Nothing in the data should change when you return it, but leave the pictures out.

(Stored data)
──────────────────────────────

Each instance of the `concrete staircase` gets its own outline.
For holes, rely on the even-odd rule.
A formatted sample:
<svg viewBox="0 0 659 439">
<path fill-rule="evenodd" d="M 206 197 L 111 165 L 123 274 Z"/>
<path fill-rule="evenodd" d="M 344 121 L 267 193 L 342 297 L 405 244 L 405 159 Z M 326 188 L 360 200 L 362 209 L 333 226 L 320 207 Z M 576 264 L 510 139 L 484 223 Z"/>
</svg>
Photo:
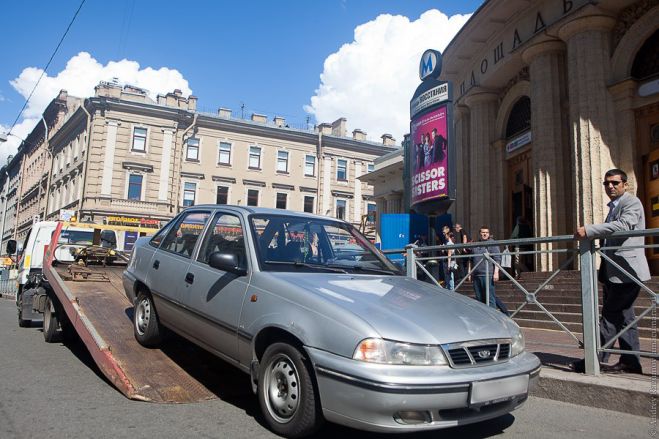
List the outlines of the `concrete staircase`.
<svg viewBox="0 0 659 439">
<path fill-rule="evenodd" d="M 518 282 L 523 285 L 529 292 L 535 291 L 551 273 L 545 272 L 526 272 L 522 273 Z M 659 277 L 655 276 L 646 285 L 653 291 L 659 291 Z M 471 282 L 465 282 L 459 293 L 474 297 L 474 289 Z M 510 280 L 502 280 L 496 284 L 497 296 L 513 312 L 522 303 L 525 302 L 525 295 Z M 559 273 L 550 283 L 536 294 L 538 302 L 544 306 L 547 311 L 552 313 L 556 319 L 563 323 L 572 332 L 582 332 L 581 319 L 581 278 L 578 271 L 563 271 Z M 641 290 L 635 302 L 635 312 L 639 315 L 647 309 L 652 303 L 650 294 Z M 599 305 L 602 307 L 602 288 L 600 285 Z M 542 309 L 535 304 L 527 304 L 515 316 L 515 321 L 521 327 L 536 329 L 553 329 L 561 330 Z M 651 338 L 652 333 L 652 313 L 648 314 L 639 322 L 639 336 L 641 338 Z"/>
</svg>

──────────────────────────────

Completed task:
Each instance of the `concrete staircase` gets its own outline.
For holes, rely on the even-odd rule.
A formatted sample:
<svg viewBox="0 0 659 439">
<path fill-rule="evenodd" d="M 206 197 L 111 165 L 123 274 Z"/>
<path fill-rule="evenodd" d="M 344 121 L 267 193 L 342 297 L 405 244 L 405 159 Z M 326 188 L 360 200 L 362 209 L 333 226 L 320 207 Z M 576 264 L 510 139 L 484 223 Z"/>
</svg>
Photo:
List the outlines of the `concrete staircase`.
<svg viewBox="0 0 659 439">
<path fill-rule="evenodd" d="M 518 282 L 523 285 L 529 292 L 535 291 L 551 273 L 545 272 L 526 272 L 522 273 Z M 659 277 L 655 276 L 646 285 L 653 291 L 659 291 Z M 471 282 L 465 282 L 459 293 L 474 297 L 474 289 Z M 510 280 L 502 280 L 496 284 L 497 296 L 513 312 L 522 303 L 525 302 L 525 295 Z M 559 273 L 550 283 L 536 294 L 538 302 L 544 306 L 547 311 L 552 313 L 556 319 L 563 323 L 572 332 L 582 332 L 581 319 L 581 278 L 578 271 L 563 271 Z M 641 290 L 635 302 L 635 312 L 639 315 L 647 309 L 652 303 L 650 294 Z M 599 305 L 602 307 L 602 288 L 600 285 Z M 542 309 L 535 304 L 527 304 L 515 316 L 515 321 L 521 327 L 536 329 L 553 329 L 561 330 Z M 651 338 L 652 333 L 652 313 L 648 314 L 639 322 L 639 336 L 641 338 Z"/>
</svg>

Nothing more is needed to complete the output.